__APPLY WHAT YOU READ__.
1. According to the biography of George Finch, what height was he the first person known to climb beyond?
2. Rewrite the biography of George Finch from "Between 1936 and" through "1947 to 1949.", changing "Hughes Medal" to "Davy Medal".

++++ READING PASSAGE ++++

George Finch (chemist)


George Ingle Finch was an Australian chemist and mountaineer. He was the first person known to climb to a height exceeding 8,000 metres. His obituary in The Times describes him as "one of the two best alpinists of his time".

Education and military service

He was born in Australia to Charles Edward and Laura Isabel Finch, educated in German-speaking Switzerland, and studied physical sciences at the University of Geneva. He started studied medicine in Paris but decided he preferred the physical sciences.
During the First World War, he served with the Royal Army Ordnance Corps. He was appointed a Member of the Order of the British Empire in the 1918 New Year Honours for services in connection with the War in France, Egypt and Salonika. In the Second World War he investigated fire defence.

Career

A member of the second British expedition under General Charles Granville Bruce to Mount Everest, on 23 May 1922 Finch and Captain Geoffrey Bruce reached an elevation of 27,300 feet on the north ridge before retreating. Finch fell out with the Everest Committee after 1922, but his pioneering work on oxygen, which he pursued with messianic zeal, remained crucial to future expeditions. In the Alps, Finch was on the first ascent of the North Face Diagonal or "Finch Route" on the Dent d'Hérens, which he climbed with T. G. B. Forster and R. Peto on 2 August 1923. Finch was also a keen skier and was a founding members of the Alpine Ski Club in 1908. He was a lifelong advocate and supporter of the Alpine Club and would later become its president.
Between 1936 and 1952 he held the position of Professor of Applied Physical Chemistry at Imperial College London.
He was elected a Fellow of the Royal Society in 1938. His candidacy citation read
Finch was awarded their Hughes Medal in 1944. He was president of the Physical Society from 1947 to 1949.

++++ PROVIDED RECORDS ++++

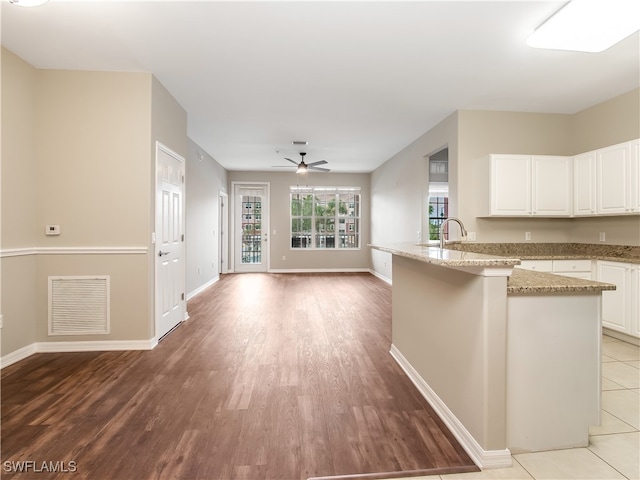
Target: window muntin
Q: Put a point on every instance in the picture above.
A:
(325, 217)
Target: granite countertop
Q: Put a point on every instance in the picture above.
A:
(553, 251)
(520, 281)
(531, 282)
(446, 257)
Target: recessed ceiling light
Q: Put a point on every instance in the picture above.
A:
(588, 25)
(28, 3)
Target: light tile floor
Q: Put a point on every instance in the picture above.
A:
(614, 446)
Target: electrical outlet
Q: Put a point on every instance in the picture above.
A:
(52, 230)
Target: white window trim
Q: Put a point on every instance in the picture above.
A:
(326, 189)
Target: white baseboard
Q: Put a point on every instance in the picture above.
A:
(319, 270)
(621, 336)
(67, 347)
(17, 355)
(381, 277)
(202, 288)
(482, 458)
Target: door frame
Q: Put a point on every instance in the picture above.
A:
(232, 223)
(223, 233)
(156, 244)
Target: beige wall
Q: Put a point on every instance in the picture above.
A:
(482, 133)
(93, 153)
(18, 202)
(205, 180)
(78, 151)
(608, 123)
(279, 220)
(399, 191)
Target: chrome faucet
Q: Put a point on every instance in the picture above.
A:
(463, 231)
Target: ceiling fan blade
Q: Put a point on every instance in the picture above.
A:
(320, 162)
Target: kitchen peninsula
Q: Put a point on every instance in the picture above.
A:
(509, 359)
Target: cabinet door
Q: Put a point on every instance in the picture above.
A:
(635, 301)
(612, 167)
(614, 303)
(511, 185)
(552, 186)
(634, 185)
(584, 184)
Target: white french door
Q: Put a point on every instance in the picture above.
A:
(251, 227)
(169, 246)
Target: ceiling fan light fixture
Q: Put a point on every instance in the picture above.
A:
(587, 25)
(28, 3)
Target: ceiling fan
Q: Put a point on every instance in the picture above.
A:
(304, 167)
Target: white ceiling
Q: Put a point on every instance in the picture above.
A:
(358, 80)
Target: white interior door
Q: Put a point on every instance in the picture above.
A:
(169, 246)
(251, 227)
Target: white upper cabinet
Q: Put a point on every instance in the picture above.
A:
(551, 186)
(525, 185)
(635, 176)
(584, 184)
(510, 185)
(613, 173)
(607, 181)
(602, 182)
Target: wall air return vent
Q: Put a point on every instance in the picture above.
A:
(79, 305)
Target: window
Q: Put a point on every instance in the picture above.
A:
(325, 217)
(438, 192)
(438, 209)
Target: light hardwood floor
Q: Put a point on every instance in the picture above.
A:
(274, 376)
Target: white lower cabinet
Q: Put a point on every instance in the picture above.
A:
(573, 268)
(620, 306)
(569, 268)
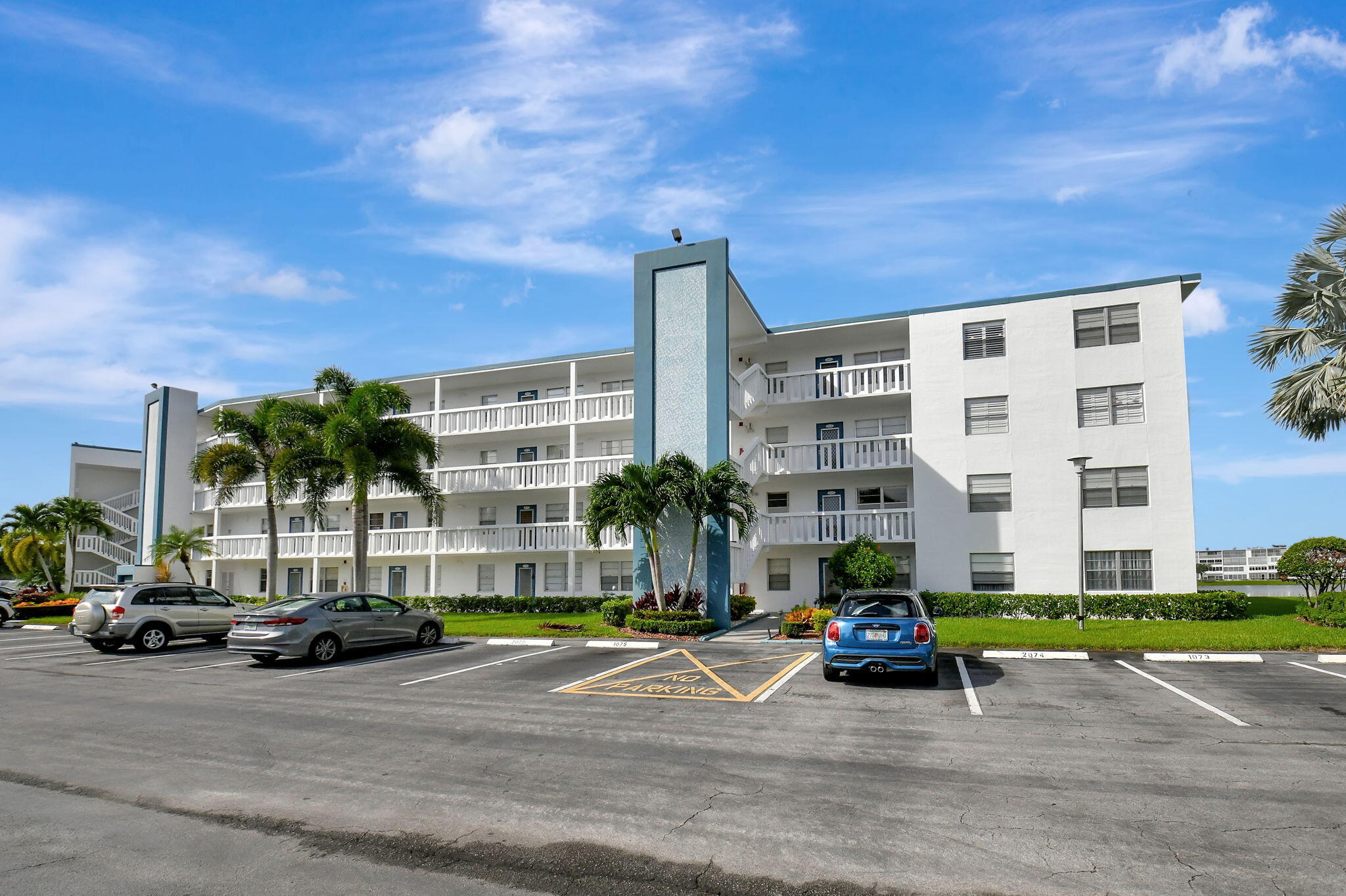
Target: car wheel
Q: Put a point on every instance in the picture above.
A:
(429, 635)
(325, 649)
(151, 639)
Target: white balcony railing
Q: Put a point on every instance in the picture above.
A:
(831, 527)
(547, 412)
(754, 388)
(539, 474)
(839, 454)
(104, 548)
(385, 543)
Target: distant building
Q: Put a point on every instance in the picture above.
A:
(1240, 563)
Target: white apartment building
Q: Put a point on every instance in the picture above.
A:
(942, 432)
(1240, 563)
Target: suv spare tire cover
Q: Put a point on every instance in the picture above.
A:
(89, 617)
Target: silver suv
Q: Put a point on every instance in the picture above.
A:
(151, 615)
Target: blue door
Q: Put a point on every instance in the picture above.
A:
(829, 457)
(831, 522)
(825, 385)
(525, 580)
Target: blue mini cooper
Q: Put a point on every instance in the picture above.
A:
(882, 630)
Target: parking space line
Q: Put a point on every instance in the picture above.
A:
(484, 665)
(1326, 671)
(968, 690)
(783, 679)
(131, 660)
(615, 669)
(376, 660)
(69, 653)
(1185, 694)
(236, 662)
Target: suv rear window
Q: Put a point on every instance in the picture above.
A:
(879, 607)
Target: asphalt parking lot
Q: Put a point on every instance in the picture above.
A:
(692, 767)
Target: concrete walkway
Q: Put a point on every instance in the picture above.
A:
(751, 634)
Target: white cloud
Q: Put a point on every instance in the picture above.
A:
(291, 284)
(563, 118)
(93, 314)
(1239, 46)
(1235, 471)
(1203, 314)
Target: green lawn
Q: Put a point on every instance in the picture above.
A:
(525, 626)
(1272, 626)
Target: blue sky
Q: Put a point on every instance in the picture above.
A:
(225, 197)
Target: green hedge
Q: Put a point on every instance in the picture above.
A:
(741, 606)
(615, 611)
(666, 615)
(672, 626)
(1330, 610)
(1199, 606)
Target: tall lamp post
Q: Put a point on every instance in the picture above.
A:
(1080, 510)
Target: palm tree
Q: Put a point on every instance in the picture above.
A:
(636, 497)
(718, 493)
(356, 441)
(73, 517)
(260, 447)
(179, 544)
(30, 535)
(1310, 331)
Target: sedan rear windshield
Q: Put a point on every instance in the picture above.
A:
(290, 603)
(881, 606)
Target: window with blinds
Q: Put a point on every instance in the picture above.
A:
(1119, 571)
(988, 414)
(986, 340)
(1117, 487)
(877, 427)
(553, 576)
(988, 493)
(1111, 405)
(1107, 326)
(992, 572)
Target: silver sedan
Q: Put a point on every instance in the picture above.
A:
(325, 625)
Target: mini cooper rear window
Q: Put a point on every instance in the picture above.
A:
(879, 607)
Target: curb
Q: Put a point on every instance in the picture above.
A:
(1203, 658)
(1034, 654)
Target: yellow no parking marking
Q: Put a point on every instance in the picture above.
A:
(696, 681)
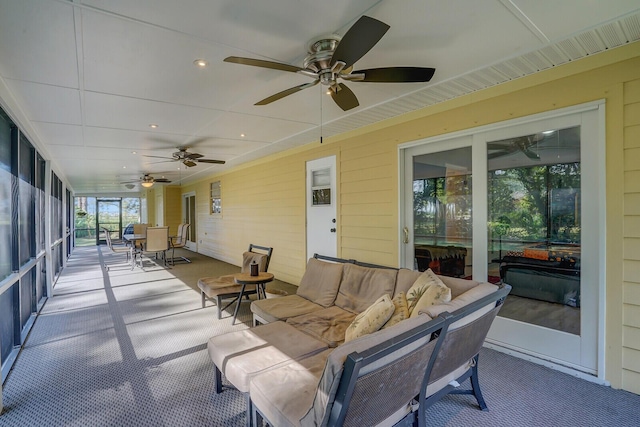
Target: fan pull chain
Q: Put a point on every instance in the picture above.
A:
(321, 115)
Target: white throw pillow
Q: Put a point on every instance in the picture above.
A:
(426, 291)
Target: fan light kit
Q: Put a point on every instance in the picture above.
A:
(332, 57)
(146, 181)
(201, 63)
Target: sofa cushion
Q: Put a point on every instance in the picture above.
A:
(327, 325)
(328, 384)
(320, 282)
(406, 279)
(427, 290)
(274, 309)
(361, 286)
(400, 312)
(473, 294)
(241, 355)
(457, 285)
(371, 319)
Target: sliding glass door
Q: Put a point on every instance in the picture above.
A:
(522, 203)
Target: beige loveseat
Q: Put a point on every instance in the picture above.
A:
(290, 367)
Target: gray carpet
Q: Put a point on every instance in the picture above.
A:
(123, 348)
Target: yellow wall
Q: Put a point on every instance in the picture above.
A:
(171, 198)
(631, 242)
(263, 202)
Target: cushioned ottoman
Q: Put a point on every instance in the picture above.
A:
(244, 354)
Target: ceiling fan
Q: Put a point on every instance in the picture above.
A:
(331, 58)
(146, 181)
(188, 159)
(521, 144)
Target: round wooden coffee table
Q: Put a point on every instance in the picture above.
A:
(245, 279)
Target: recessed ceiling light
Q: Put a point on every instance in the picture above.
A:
(201, 63)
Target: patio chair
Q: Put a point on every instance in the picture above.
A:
(118, 249)
(457, 359)
(157, 241)
(179, 241)
(224, 287)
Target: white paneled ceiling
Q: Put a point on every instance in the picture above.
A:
(86, 78)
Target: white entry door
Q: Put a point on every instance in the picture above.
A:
(322, 226)
(189, 217)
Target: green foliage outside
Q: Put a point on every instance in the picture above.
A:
(526, 204)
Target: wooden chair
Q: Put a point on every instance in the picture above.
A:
(118, 249)
(224, 287)
(179, 241)
(139, 229)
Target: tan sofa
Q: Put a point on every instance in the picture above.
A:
(288, 364)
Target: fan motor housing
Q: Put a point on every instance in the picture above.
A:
(320, 53)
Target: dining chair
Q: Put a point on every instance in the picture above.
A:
(179, 241)
(139, 229)
(157, 241)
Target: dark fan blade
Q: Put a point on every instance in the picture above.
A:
(497, 154)
(344, 97)
(287, 92)
(217, 162)
(159, 157)
(397, 74)
(359, 40)
(263, 64)
(530, 154)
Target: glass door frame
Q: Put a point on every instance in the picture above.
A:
(99, 241)
(583, 354)
(189, 215)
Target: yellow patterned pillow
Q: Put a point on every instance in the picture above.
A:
(426, 291)
(401, 311)
(371, 319)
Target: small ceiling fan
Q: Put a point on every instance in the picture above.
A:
(146, 181)
(331, 58)
(521, 144)
(188, 159)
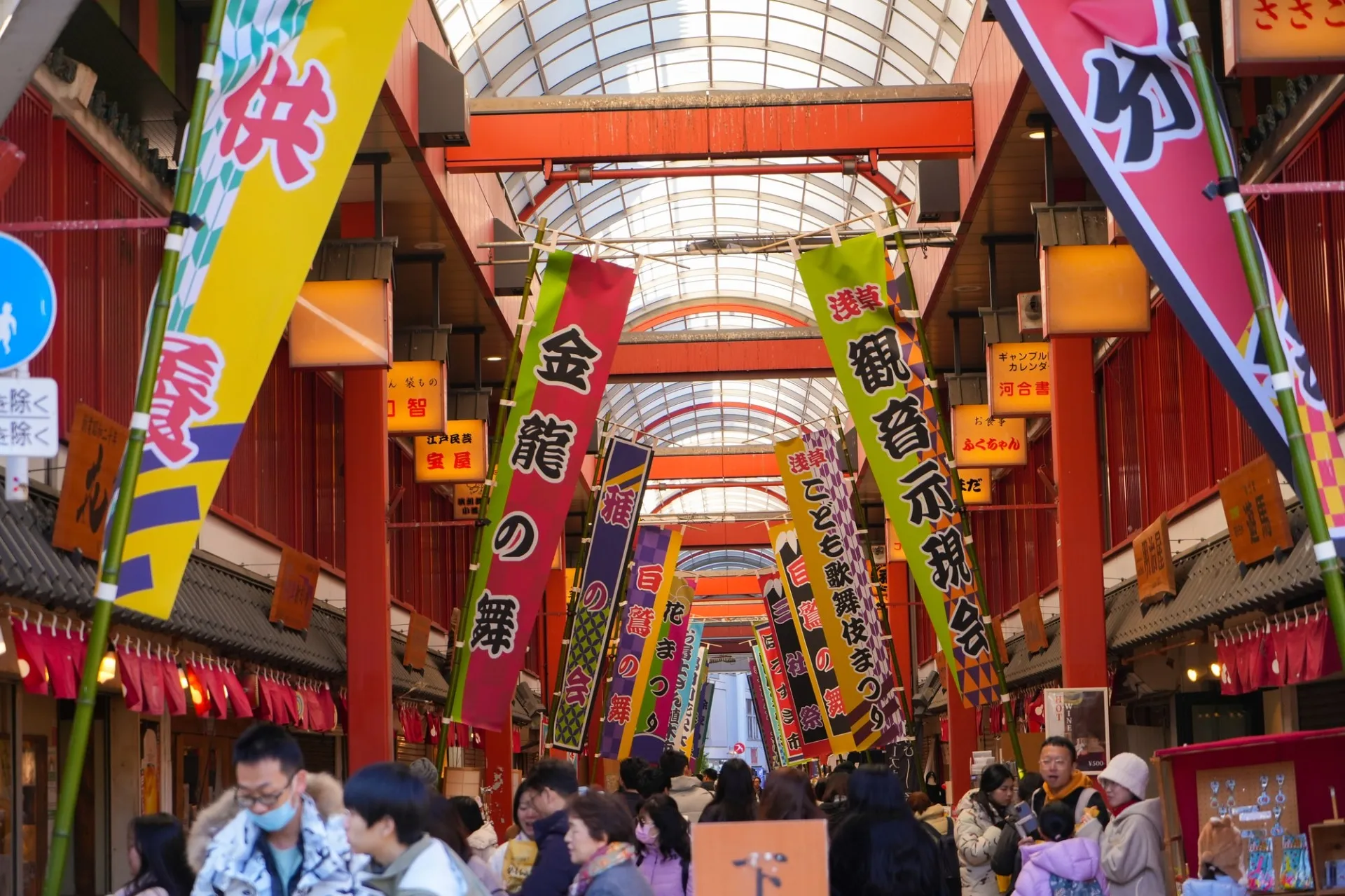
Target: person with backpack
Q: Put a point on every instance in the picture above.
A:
(978, 825)
(1065, 783)
(1063, 864)
(663, 846)
(1131, 846)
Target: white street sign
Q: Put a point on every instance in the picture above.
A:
(29, 418)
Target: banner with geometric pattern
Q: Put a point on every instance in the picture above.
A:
(626, 469)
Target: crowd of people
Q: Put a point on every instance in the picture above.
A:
(287, 832)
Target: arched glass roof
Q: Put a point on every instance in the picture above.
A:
(548, 48)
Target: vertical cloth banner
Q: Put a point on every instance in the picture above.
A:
(560, 385)
(684, 704)
(881, 374)
(786, 719)
(807, 616)
(295, 84)
(807, 703)
(663, 656)
(841, 722)
(624, 473)
(651, 574)
(820, 501)
(1119, 88)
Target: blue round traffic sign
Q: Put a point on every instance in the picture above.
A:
(27, 303)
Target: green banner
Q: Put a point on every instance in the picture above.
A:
(883, 375)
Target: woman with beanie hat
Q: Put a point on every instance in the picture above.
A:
(1131, 844)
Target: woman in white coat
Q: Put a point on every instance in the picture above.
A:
(977, 828)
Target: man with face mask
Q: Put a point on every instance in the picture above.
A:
(280, 832)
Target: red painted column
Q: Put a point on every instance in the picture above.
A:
(499, 776)
(368, 609)
(1074, 440)
(899, 619)
(962, 743)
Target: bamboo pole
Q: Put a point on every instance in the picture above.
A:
(862, 520)
(464, 623)
(120, 523)
(1260, 288)
(965, 525)
(571, 605)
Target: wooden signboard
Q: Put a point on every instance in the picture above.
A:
(1254, 507)
(418, 642)
(780, 859)
(96, 448)
(1033, 626)
(296, 584)
(1154, 568)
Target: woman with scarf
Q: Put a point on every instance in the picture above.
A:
(600, 840)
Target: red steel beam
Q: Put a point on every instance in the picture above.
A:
(896, 123)
(732, 359)
(715, 466)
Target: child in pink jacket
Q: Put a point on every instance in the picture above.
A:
(1063, 865)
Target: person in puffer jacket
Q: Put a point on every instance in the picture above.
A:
(1131, 846)
(977, 829)
(280, 832)
(1063, 862)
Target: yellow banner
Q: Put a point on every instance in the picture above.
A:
(296, 84)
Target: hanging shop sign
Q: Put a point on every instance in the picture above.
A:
(803, 694)
(846, 717)
(418, 399)
(455, 454)
(1093, 291)
(418, 642)
(883, 375)
(342, 323)
(1154, 571)
(626, 469)
(1080, 716)
(649, 584)
(820, 502)
(1020, 378)
(761, 705)
(264, 191)
(467, 501)
(682, 717)
(556, 401)
(975, 486)
(979, 439)
(1254, 506)
(296, 586)
(1033, 626)
(1295, 39)
(656, 688)
(92, 463)
(1146, 177)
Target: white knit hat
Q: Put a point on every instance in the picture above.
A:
(1130, 771)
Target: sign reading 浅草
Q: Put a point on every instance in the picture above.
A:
(881, 371)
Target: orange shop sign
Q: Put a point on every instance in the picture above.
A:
(1283, 36)
(457, 454)
(418, 397)
(981, 439)
(1020, 378)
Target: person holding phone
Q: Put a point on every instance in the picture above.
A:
(978, 822)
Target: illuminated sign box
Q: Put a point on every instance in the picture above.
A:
(342, 323)
(457, 455)
(981, 439)
(1283, 38)
(1094, 291)
(418, 399)
(1020, 378)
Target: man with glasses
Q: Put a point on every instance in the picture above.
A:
(279, 832)
(549, 789)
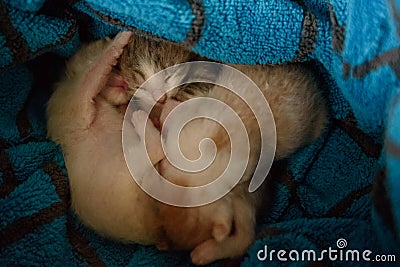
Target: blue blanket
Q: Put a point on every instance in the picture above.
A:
(339, 193)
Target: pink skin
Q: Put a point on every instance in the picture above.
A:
(217, 241)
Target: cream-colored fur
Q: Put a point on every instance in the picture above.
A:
(300, 117)
(85, 117)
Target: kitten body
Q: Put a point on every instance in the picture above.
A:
(300, 116)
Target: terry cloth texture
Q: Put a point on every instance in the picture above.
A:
(344, 186)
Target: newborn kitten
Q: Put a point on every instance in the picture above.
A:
(85, 116)
(300, 117)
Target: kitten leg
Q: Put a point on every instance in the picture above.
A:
(233, 246)
(95, 79)
(140, 120)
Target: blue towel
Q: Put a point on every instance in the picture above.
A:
(340, 193)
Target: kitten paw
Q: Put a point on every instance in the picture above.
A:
(205, 253)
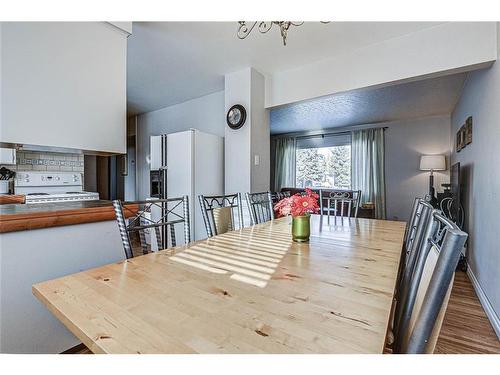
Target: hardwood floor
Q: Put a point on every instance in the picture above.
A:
(466, 328)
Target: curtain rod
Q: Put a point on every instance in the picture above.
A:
(319, 133)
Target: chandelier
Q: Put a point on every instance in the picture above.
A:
(245, 29)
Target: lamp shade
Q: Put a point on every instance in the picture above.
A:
(432, 163)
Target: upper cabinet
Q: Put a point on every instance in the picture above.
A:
(7, 156)
(64, 85)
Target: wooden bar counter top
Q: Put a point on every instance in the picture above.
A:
(19, 217)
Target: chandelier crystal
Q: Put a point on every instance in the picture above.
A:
(244, 28)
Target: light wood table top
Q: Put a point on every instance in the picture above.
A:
(248, 291)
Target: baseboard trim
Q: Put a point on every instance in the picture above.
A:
(485, 302)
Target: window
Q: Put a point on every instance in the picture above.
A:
(324, 161)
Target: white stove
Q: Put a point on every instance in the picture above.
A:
(47, 187)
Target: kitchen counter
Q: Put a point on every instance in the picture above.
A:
(19, 217)
(11, 198)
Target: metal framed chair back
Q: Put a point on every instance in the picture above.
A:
(260, 206)
(340, 203)
(154, 216)
(410, 255)
(218, 213)
(412, 222)
(425, 302)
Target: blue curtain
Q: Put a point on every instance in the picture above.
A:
(368, 170)
(284, 163)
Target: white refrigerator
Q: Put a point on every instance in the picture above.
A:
(190, 163)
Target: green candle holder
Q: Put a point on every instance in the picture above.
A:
(301, 228)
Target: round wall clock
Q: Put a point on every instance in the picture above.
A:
(236, 116)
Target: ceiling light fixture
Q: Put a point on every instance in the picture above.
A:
(244, 28)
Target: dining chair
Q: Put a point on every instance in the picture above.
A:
(430, 286)
(409, 258)
(218, 213)
(150, 217)
(260, 206)
(340, 203)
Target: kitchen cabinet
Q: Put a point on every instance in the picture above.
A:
(7, 156)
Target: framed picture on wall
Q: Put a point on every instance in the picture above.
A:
(468, 131)
(459, 142)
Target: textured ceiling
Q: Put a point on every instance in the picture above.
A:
(430, 97)
(171, 62)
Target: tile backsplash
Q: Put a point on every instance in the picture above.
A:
(48, 161)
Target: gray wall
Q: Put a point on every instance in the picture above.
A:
(480, 180)
(205, 113)
(405, 141)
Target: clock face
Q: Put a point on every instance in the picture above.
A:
(236, 116)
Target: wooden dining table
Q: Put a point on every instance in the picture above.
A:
(247, 291)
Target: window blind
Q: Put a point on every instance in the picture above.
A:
(327, 140)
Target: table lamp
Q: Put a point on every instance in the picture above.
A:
(432, 163)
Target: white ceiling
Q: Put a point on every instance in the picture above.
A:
(432, 97)
(171, 62)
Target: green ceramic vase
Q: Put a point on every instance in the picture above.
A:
(301, 228)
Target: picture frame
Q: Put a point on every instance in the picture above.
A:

++++

__ANSWERS FOR THE TASKS__.
1. 8,000 metres

2.
Between 1936 and 1952 he held the position of Professor of Applied Physical Chemistry at Imperial College London.
He was elected a Fellow of the Royal Society in 1938. His candidacy citation read
Finch was awarded their Davy Medal in 1944. He was president of the Physical Society from 1947 to 1949.